Copy each line of the data below exactly, leaving out pictures.

[Object pointing dataset rows]
══════

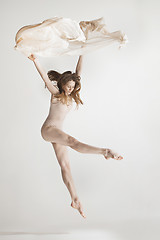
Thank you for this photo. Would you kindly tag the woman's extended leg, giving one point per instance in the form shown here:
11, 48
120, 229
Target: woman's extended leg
62, 157
56, 135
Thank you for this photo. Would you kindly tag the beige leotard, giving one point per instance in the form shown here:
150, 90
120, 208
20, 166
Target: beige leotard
57, 113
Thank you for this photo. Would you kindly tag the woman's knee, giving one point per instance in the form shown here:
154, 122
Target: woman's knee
64, 165
72, 142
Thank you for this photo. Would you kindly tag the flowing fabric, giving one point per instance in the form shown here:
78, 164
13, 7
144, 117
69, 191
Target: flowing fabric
62, 36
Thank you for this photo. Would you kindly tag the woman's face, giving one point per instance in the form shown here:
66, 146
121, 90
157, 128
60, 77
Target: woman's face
69, 87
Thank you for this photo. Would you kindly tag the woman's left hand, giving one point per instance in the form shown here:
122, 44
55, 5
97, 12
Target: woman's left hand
32, 57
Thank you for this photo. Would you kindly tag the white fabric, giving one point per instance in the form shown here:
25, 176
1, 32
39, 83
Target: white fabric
63, 36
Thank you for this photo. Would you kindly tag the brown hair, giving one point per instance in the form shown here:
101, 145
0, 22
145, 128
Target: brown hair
61, 80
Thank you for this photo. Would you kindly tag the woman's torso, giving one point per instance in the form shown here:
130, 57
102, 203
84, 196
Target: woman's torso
57, 112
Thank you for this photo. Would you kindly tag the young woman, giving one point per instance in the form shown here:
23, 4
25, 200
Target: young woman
62, 96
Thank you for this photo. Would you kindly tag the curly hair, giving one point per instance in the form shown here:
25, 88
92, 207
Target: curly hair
61, 80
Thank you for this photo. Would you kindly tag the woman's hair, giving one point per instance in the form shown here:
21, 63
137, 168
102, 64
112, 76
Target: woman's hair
61, 80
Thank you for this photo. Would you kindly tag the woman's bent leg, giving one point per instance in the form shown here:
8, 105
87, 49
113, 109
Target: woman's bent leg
62, 157
56, 135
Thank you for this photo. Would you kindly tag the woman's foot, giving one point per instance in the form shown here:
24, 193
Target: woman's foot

══════

Answer to the task →
Thank you for this photo. Would you kindly tag the woman's extended leg, giving one point per instance in the form shown here:
11, 48
120, 229
Target: woman's extended leg
62, 157
56, 135
Thank you for this photo. Would you kindly tag the beige leotard, giving one point per instance in the form shown here:
150, 90
120, 208
20, 166
Target: beige leotard
57, 113
Thank you for this photo. Would you kindly tag the woman's knee, giving one point per instance in the form shown here:
154, 122
Target: woman's knee
64, 165
72, 142
Thank you for this photo. Would you kindly tag the flowing fabric, giving one point per instance in the form shown here:
78, 164
13, 7
144, 117
69, 191
Target: flowing fabric
62, 36
Thank you for this photo. Would you kindly tag the woman's face, giving one point per instance in the form shown here:
66, 146
121, 90
157, 128
60, 77
Target: woman's face
69, 87
Thank you for this photo. Would you kindly tag the woman's left hand, giving one point per instance in the form shown here:
122, 44
55, 5
97, 12
Target: woman's left hand
32, 57
Thank you for this photo. Would you kindly tag the white fabric, giving one point per instance in the form shown here:
25, 176
1, 32
39, 83
Target: white fabric
63, 36
Thank you for this photo. Would you kindly tag the brown hair, giving one point per instance in the form shown here:
101, 145
0, 22
145, 128
Target: brown hair
61, 80
Thank you for this photo. Would you kindly tag the woman's torso, giving one point per instance in the form shown here:
130, 57
102, 203
84, 196
Target: woman's torso
57, 112
Thank you for this photo. Would you kindly tag the young woman, giving one point per instance in the form shown here:
23, 4
25, 200
Target: young woman
62, 96
Thank you for this photo. Would you kindly tag the curly hair, giving one point per instance in the form shown here:
25, 88
92, 207
Target: curly hair
61, 80
Thank you for this photo. Would you kindly tag the woman's hair, giving one point per instance in the form shown here:
21, 63
137, 168
102, 64
112, 76
Target: woman's hair
61, 80
Thank you for this photo. Would you kindly tag the woman's bent leg, giving one point per instance in the form shown here:
8, 105
87, 49
113, 109
Target: woman's bent leg
62, 157
56, 135
Thank you for this photo. Would you kindly tag the woman's foot, giving one point per instance in the form shown here:
24, 193
Target: woman's foot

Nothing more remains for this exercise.